◆ **Task description**: Every line from the one that contains "point_to SHOULD mark one point per instance of the faucet" to the last line of the listing below should be quoted verbatim. Pictures are excluded.

◆ **Data provided**:
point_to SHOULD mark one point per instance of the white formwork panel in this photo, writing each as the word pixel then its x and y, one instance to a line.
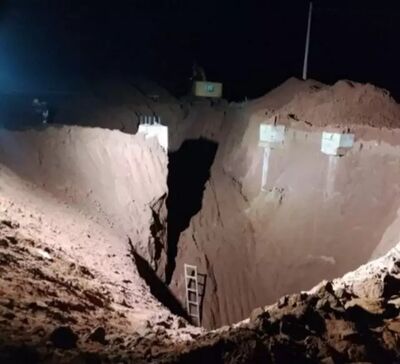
pixel 271 134
pixel 155 131
pixel 336 143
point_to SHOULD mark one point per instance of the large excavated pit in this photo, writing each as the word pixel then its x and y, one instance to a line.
pixel 258 224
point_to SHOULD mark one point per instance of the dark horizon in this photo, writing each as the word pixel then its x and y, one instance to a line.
pixel 250 46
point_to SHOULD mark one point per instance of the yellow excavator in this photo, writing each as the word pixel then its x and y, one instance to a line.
pixel 202 87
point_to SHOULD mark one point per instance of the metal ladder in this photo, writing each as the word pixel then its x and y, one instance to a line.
pixel 192 293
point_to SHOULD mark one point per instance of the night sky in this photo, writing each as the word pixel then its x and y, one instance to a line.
pixel 252 46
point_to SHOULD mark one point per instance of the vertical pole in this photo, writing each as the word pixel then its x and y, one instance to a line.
pixel 305 66
pixel 264 176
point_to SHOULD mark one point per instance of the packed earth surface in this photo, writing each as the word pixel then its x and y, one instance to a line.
pixel 97 222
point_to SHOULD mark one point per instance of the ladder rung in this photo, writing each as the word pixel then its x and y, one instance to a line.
pixel 191 277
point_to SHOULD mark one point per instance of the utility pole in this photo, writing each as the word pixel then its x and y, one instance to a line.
pixel 306 53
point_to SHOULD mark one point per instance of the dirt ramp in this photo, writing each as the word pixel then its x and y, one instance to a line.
pixel 117 179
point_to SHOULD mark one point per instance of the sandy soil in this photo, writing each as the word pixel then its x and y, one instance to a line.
pixel 77 238
pixel 117 179
pixel 319 217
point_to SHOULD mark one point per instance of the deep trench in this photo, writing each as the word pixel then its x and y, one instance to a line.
pixel 188 172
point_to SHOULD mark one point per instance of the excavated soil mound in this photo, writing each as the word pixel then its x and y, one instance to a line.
pixel 316 216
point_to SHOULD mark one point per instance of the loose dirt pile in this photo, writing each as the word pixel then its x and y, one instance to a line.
pixel 312 218
pixel 83 222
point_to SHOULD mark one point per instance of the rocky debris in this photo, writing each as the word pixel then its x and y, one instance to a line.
pixel 99 335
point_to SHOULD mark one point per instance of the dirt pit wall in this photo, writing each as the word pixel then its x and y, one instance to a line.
pixel 318 216
pixel 119 180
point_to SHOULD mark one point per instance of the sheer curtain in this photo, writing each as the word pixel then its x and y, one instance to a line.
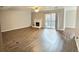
pixel 50 20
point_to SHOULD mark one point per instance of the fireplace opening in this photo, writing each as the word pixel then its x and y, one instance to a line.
pixel 37 23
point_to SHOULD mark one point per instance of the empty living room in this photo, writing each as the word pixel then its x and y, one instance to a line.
pixel 39 28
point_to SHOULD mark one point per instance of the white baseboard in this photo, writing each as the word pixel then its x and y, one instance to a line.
pixel 14 28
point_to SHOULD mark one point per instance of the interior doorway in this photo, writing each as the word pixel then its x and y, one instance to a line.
pixel 50 20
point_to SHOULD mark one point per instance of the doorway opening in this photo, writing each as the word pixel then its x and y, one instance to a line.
pixel 50 20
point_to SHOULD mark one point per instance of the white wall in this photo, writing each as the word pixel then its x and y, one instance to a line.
pixel 70 17
pixel 77 20
pixel 15 19
pixel 60 19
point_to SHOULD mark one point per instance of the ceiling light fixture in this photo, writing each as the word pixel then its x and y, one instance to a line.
pixel 36 9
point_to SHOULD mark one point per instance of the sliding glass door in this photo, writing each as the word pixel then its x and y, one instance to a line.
pixel 50 20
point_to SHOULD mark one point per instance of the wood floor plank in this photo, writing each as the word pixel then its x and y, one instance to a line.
pixel 37 40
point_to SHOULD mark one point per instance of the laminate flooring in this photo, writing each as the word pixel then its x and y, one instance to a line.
pixel 37 40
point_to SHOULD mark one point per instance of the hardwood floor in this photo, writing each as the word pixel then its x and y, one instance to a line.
pixel 37 40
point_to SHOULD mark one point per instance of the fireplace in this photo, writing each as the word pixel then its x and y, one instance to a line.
pixel 37 24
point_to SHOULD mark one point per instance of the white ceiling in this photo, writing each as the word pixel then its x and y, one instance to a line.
pixel 24 7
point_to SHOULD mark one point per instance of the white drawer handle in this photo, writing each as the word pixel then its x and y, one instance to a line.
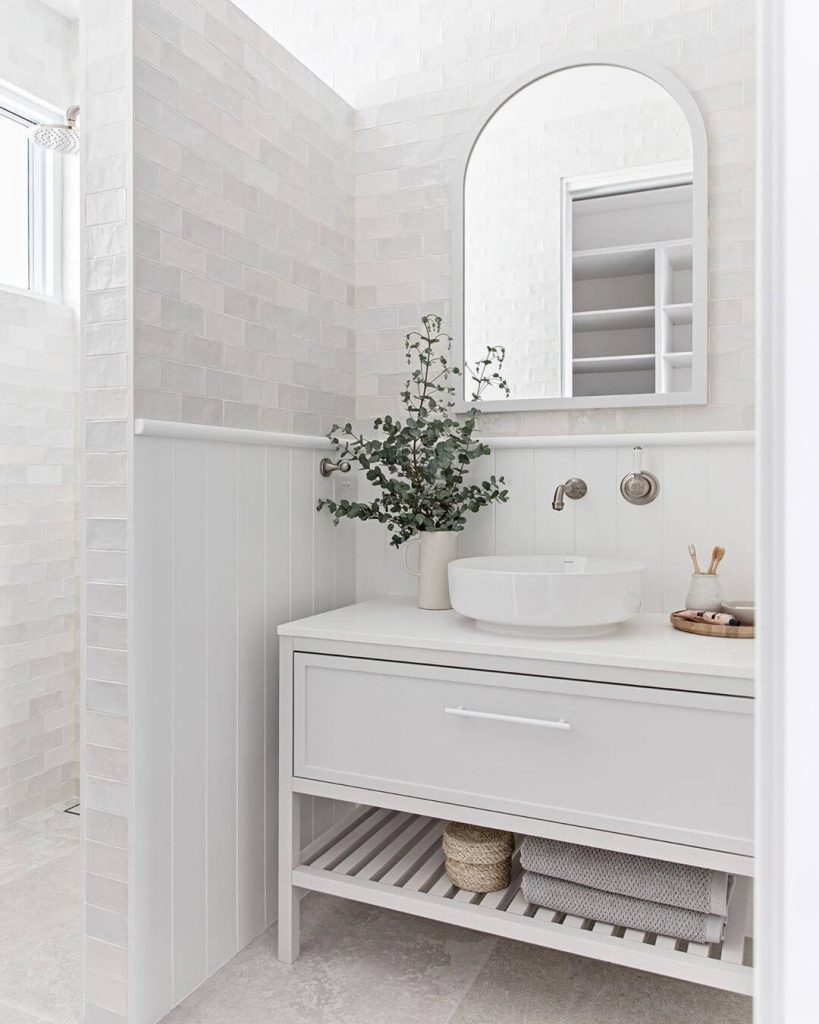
pixel 516 719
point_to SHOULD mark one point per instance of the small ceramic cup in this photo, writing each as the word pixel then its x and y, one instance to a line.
pixel 743 610
pixel 705 593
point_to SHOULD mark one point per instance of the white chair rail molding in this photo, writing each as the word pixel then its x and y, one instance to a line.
pixel 406 512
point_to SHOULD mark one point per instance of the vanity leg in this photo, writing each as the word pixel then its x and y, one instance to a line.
pixel 289 850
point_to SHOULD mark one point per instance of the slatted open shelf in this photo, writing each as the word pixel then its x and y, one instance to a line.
pixel 394 859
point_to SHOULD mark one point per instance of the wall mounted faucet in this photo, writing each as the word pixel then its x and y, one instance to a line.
pixel 639 486
pixel 574 488
pixel 327 467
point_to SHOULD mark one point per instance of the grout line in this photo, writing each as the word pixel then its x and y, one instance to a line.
pixel 174 454
pixel 206 738
pixel 236 475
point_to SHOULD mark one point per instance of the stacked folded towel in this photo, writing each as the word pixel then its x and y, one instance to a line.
pixel 621 889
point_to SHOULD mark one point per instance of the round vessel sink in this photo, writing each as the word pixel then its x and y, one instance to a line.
pixel 547 595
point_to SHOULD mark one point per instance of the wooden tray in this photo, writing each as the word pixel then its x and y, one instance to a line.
pixel 712 629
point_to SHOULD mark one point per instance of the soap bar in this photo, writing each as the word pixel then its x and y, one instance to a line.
pixel 709 616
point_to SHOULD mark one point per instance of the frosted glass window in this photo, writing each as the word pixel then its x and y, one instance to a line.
pixel 14 218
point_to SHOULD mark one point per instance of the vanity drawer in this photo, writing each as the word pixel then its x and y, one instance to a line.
pixel 660 764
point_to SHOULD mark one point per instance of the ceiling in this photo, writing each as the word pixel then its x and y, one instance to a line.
pixel 69 8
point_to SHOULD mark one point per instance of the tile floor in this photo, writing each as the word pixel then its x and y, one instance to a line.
pixel 361 965
pixel 40 943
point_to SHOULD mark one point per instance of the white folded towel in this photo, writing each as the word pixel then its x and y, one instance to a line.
pixel 628 875
pixel 627 911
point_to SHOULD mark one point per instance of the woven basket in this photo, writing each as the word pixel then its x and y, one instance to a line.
pixel 477 859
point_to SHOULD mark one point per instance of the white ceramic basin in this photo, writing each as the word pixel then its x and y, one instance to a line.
pixel 547 595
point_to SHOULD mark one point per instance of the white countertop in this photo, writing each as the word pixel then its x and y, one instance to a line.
pixel 647 642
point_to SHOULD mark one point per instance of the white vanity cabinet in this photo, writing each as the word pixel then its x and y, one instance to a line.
pixel 639 741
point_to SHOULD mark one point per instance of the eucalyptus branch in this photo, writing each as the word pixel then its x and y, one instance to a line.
pixel 420 465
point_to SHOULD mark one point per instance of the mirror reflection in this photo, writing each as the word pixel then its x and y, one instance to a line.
pixel 577 239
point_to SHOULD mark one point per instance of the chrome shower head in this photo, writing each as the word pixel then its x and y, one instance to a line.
pixel 59 138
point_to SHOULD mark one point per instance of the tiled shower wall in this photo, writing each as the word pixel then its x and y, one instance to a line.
pixel 419 72
pixel 38 474
pixel 106 474
pixel 244 203
pixel 38 556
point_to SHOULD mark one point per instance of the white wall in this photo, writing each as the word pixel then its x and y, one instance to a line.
pixel 38 556
pixel 106 474
pixel 706 498
pixel 38 455
pixel 243 205
pixel 228 545
pixel 418 72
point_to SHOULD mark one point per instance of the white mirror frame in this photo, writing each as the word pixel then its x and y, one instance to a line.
pixel 698 395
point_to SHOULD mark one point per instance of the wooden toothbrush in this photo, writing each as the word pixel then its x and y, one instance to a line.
pixel 717 556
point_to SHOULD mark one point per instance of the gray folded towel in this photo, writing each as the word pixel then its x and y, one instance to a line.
pixel 628 875
pixel 628 911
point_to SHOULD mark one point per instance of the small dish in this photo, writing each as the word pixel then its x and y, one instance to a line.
pixel 743 610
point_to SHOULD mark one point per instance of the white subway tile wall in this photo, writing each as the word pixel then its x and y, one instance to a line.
pixel 106 441
pixel 38 469
pixel 38 556
pixel 244 226
pixel 38 51
pixel 419 71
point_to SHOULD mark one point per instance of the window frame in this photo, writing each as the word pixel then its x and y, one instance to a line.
pixel 45 198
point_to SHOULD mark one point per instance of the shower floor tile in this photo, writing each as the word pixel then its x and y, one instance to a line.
pixel 363 965
pixel 40 941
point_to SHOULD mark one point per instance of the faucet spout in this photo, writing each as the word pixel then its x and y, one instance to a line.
pixel 573 488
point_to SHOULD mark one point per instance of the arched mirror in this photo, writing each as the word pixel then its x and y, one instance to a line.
pixel 580 241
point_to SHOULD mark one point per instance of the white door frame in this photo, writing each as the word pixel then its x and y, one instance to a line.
pixel 787 750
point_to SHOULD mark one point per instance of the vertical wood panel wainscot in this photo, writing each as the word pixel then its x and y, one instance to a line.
pixel 227 545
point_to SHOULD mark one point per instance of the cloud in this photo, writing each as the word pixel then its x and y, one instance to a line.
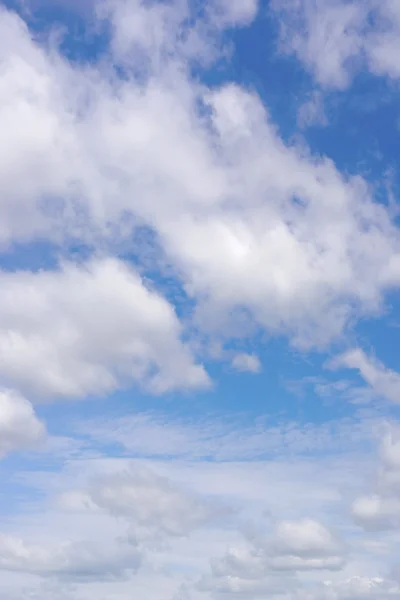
pixel 336 39
pixel 237 13
pixel 149 500
pixel 269 565
pixel 306 544
pixel 20 428
pixel 88 329
pixel 73 561
pixel 380 510
pixel 384 382
pixel 246 362
pixel 258 233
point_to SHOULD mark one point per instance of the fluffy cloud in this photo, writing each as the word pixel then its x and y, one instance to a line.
pixel 89 329
pixel 258 232
pixel 149 501
pixel 306 544
pixel 380 510
pixel 384 382
pixel 334 39
pixel 19 426
pixel 246 362
pixel 73 561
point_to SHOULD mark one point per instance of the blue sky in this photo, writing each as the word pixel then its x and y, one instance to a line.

◆ **Expected answer**:
point_to SHOULD mark one point per instance of the faucet spout in this photo, writing each as the word pixel then its x and y, one instance to a line.
pixel 573 488
point_to SHOULD mark one point per instance of the arched mirror in this photo, writing each as the word pixel then its x and y, one instance to a line.
pixel 580 241
point_to SHOULD mark one point per instance of the white door frame in this photo, writing each as the word pixel then its x and y, one instance to a line.
pixel 787 750
point_to SHOULD mark one point per instance of the vertical wood panel wainscot in this photo, writing each as the word pixel then its x and y, one instance to a line.
pixel 227 545
point_to SHOULD mark one point per instance of the cloud in this photo, writing each as the word pixel then its x and y, one instance to a line.
pixel 336 39
pixel 237 13
pixel 149 500
pixel 269 565
pixel 306 544
pixel 20 428
pixel 88 329
pixel 73 561
pixel 380 510
pixel 384 382
pixel 246 362
pixel 258 233
point_to SHOULD mark one point per instance of the fluffy cloud in this photo, writing each as the word pixel then its x and y, one instance to a line.
pixel 89 329
pixel 258 232
pixel 149 501
pixel 306 544
pixel 380 510
pixel 384 382
pixel 334 39
pixel 19 426
pixel 246 362
pixel 73 561
point_to SHOULD mark one point per instance of the blue sky in this photo, writing each as the word pixel then its x and y, one instance to a line.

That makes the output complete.